* [TASK 1] Set down the page on comparing model predictions word for word, in full.

* [PAGE TEXT]
We have fitted four different models. Now we want to compare them and see how they fit the data.

Comparing model predictions

We first want to compare the estimated surfaces of expected counts. To do this we want to produce the estimated expected counts, similar to what we did in Section 1.2 and Section 1.3 for all four models and plot them together:

pred_zip <- predict(
  fit_zip, 
  counts_df,
  ~ {
    pi <- zero_probability_parameter_for_zero_inflated_poisson_1
    lambda <- area * exp( distance + elevation + space + Intercept)
    expect <- (1-pi) * lambda
    variance <- (1-pi) * (lambda + pi * lambda^2)
    list(
      expect = expect
    )
  },n.samples = 2500)

pred_zap <- predict( fit_zap, counts_df,
  ~ {
    pi <- zero_probability_parameter_for_zero_inflated_poisson_0
    lambda <- area * exp( distance + elevation + space + Intercept)
    expect <- ((1-exp(-lambda))^(-1) * pi * lambda)
    list(
      expect = expect)

* [RECORDED DATA]
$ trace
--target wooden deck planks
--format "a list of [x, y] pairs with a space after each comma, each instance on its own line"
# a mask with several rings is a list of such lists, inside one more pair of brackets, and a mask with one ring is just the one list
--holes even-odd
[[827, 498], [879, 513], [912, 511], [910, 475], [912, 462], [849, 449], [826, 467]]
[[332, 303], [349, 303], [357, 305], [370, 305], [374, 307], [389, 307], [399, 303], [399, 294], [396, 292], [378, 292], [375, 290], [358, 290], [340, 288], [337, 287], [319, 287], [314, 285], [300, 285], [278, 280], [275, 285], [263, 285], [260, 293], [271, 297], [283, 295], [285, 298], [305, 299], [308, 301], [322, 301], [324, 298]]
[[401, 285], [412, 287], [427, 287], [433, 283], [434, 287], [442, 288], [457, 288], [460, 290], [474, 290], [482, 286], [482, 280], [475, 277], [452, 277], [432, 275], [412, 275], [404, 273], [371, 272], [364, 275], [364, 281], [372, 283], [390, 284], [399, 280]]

* [TASK 2] Recast the stretch of the records from their start through the line containing "[x, y] pairs" as a Markdown table with the columns "Row" and "Line", one numbered row per line and no rows for blank lines.

* [EXERCISE ANSWER 1]
We have fitted four different models. Now we want to compare them and see how they fit the data.

Comparing model predictions

We first want to compare the estimated surfaces of expected counts. To do this we want to produce the estimated expected counts, similar to what we did in Section 1.2 and Section 1.3 for all four models and plot them together:

pred_zip <- predict(
  fit_zip, 
  counts_df,
  ~ {
    pi <- zero_probability_parameter_for_zero_inflated_poisson_1
    lambda <- area * exp( distance + elevation + space + Intercept)
    expect <- (1-pi) * lambda
    variance <- (1-pi) * (lambda + pi * lambda^2)
    list(
      expect = expect
    )
  },n.samples = 2500)

pred_zap <- predict( fit_zap, counts_df,
  ~ {
    pi <- zero_probability_parameter_for_zero_inflated_poisson_0
    lambda <- area * exp( distance + elevation + space + Intercept)
    expect <- ((1-exp(-lambda))^(-1) * pi * lambda)
    list(
      expect = expect)

* [EXERCISE ANSWER 2]
| Row | Line |
|---|---|
| 1 | $ trace |
| 2 | --target wooden deck planks |
| 3 | --format "a list of [x, y] pairs with a space after each comma, each instance on its own line" |